REQUIRED ACTION ▸
Only the lines of the data holding the string "rough" need to be returned.

DATA ▸
________________

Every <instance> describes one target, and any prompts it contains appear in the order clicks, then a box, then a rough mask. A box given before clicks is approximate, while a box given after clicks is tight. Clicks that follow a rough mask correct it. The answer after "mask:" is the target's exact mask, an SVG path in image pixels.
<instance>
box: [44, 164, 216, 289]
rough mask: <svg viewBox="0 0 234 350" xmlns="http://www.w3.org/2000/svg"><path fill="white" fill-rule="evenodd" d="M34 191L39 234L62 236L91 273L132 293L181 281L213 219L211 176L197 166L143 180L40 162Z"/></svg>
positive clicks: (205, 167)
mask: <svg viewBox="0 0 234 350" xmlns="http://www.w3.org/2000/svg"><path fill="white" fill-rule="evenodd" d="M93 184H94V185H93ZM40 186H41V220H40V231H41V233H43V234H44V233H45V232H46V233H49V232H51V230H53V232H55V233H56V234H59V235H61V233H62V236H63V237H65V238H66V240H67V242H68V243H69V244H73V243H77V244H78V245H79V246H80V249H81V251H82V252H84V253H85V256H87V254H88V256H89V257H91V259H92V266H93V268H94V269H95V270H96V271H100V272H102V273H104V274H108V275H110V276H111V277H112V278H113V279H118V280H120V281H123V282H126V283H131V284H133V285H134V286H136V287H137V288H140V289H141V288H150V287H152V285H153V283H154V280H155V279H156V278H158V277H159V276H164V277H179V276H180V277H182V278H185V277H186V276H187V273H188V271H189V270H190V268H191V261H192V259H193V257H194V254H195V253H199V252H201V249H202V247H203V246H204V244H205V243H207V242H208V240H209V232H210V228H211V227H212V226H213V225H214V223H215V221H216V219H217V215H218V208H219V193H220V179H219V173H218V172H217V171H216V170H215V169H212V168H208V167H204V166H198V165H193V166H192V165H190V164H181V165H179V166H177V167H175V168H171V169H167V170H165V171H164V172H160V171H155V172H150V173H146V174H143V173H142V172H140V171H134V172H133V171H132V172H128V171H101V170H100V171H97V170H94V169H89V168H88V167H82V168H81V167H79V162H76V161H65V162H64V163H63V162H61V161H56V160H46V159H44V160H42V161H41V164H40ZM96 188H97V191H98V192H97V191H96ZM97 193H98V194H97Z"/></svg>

________________

EXPECTED ANSWER ▸
Every <instance> describes one target, and any prompts it contains appear in the order clicks, then a box, then a rough mask. A box given before clicks is approximate, while a box given after clicks is tight. Clicks that follow a rough mask correct it. The answer after "mask:" is the target's exact mask, an SVG path in image pixels.
rough mask: <svg viewBox="0 0 234 350" xmlns="http://www.w3.org/2000/svg"><path fill="white" fill-rule="evenodd" d="M34 191L39 234L62 236L91 273L132 293L181 281L213 219L211 176L197 166L143 180L40 162Z"/></svg>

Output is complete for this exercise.